Фрагмент текста>
Важнейшей характеристикой реальности у Набокова можно назвать то, что реальность, с одной стороны, равна индивидуальному знанию и восприятию, с другой стороны, предусматривает настоящую и ложную реальность, истинное и ложное знание или восприятие, реальность обладает некой полярностью. Идеи Набокова оказываются конгениальны символизму как художественному и философскому течению, в частности, русскому символизму, который занимался поисками высшей реальности, используя поэтический символ как инструмент в этом поиске. «Настоящая», истинная реальность для Набокова, всегда сложна и обманчива; термину «простой» он отказывает в истинности и придает ему негативный смысл. «Настоящая» реальность сложна и правдива, ложная реальность — проста и правдоподобна, подобный подход к понятиям «правдивости» и «правдоподобия» представляет интереснейшую характерологическую черту мировоззренческих позиций Набокова.

Данные>
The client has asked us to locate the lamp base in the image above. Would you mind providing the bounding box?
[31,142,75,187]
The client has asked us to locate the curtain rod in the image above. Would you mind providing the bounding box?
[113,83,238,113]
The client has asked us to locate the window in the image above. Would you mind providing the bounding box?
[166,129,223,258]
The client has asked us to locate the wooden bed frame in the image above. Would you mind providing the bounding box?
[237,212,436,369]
--
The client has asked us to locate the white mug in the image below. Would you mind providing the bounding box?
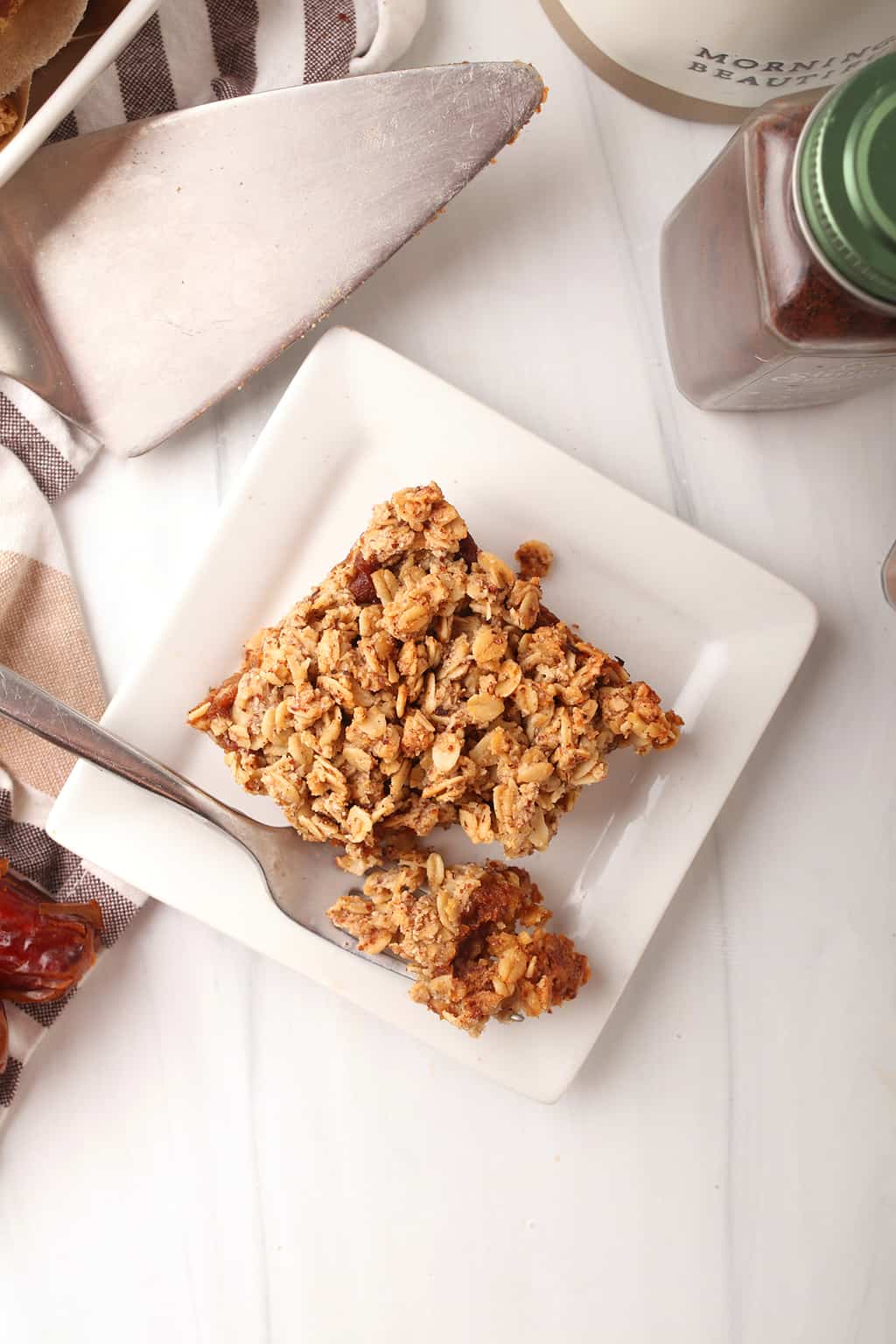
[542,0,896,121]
==
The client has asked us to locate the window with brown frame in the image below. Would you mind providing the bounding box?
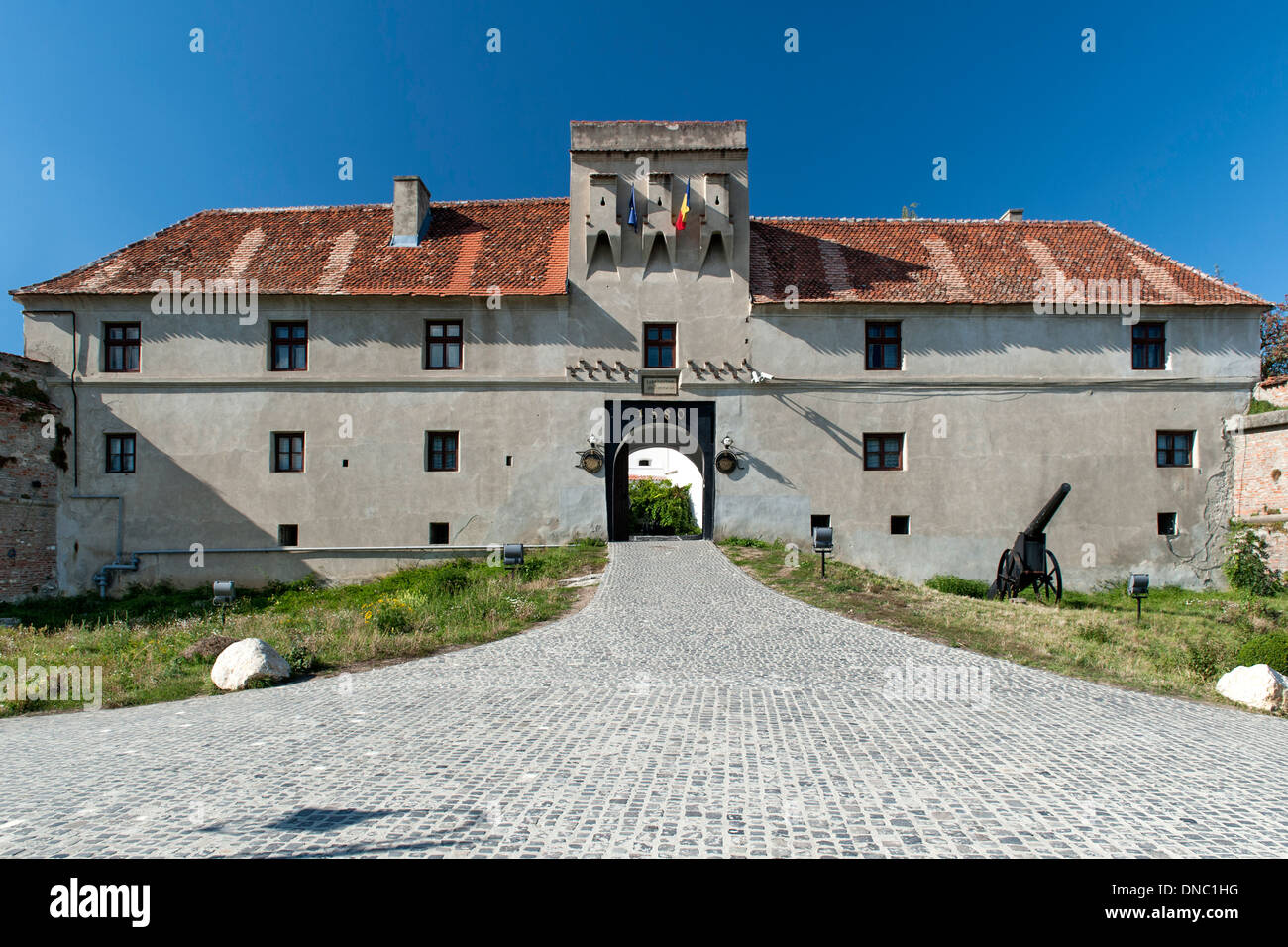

Задание 1>
Занесите в CSV из двух столбцов, request и response, записи от строки со словами «The client has asked us to locate the wooden» до строки со словами «[237,212,436,369]» включительно. На каждый запрос нужна одна строка: его текст и ответ, каждый в отдельном поле в кавычках, переносы строк заменены пробелами.
Задание 2>
Напишите продолжение текста о реальности у Набокова, начиная после его последнего предложения.
Текст и записи между собой никак не связаны.

Результат 1>
request,response
"The client has asked us to locate the wooden bed frame in the image above. Would you mind providing the bounding box?","[237,212,436,369]"

Результат 2>
То, что Набоков допускает существование абсолютной истины и делает императивным ее поиск, оказывается созвучно основным положениям модернизма. При этом упомянутая установка Набокова: реальность как степень индивидуального знания - близка концепции гипертекста в постмодернизме. Кроме того, и постмодернистская парадоксальность его логики несет в себе постмодернистский модус: оппозиция между текстом и реальностью ослабевает, границы между реальностями автора, персонажа и читателя нивелируются, что и позволяет Набокову применять к тексту и его персонажам те же понятия, что и к «реальности» в целом. В этом и состоит определенная трудность для исследователя. Ведь притом, что «слово комментатора» было для нас крайне важным, особое место в работе всегда отводилось высказываниям самого Набокова. В теоретико-литературных своих трудах он предстает перед нами уже не как удачливый создатель сенсационных бестселлеров, но как блестящий исследователь, теоретик, ученый, лингвист, автор замечаний, которые поражают остротой критического видения, парадоксальной логикой, меткостью наблюдений и точностью формулировок, заставляют по-новому взглянуть на художественную реальность в любом литературном произведении. Потому цитаты из его интервью и теоретических наблюдений сопровождали анализ таких категорий его творчества как «автор» и «читатель», «художественный мир», «нарратор» и «персонаж».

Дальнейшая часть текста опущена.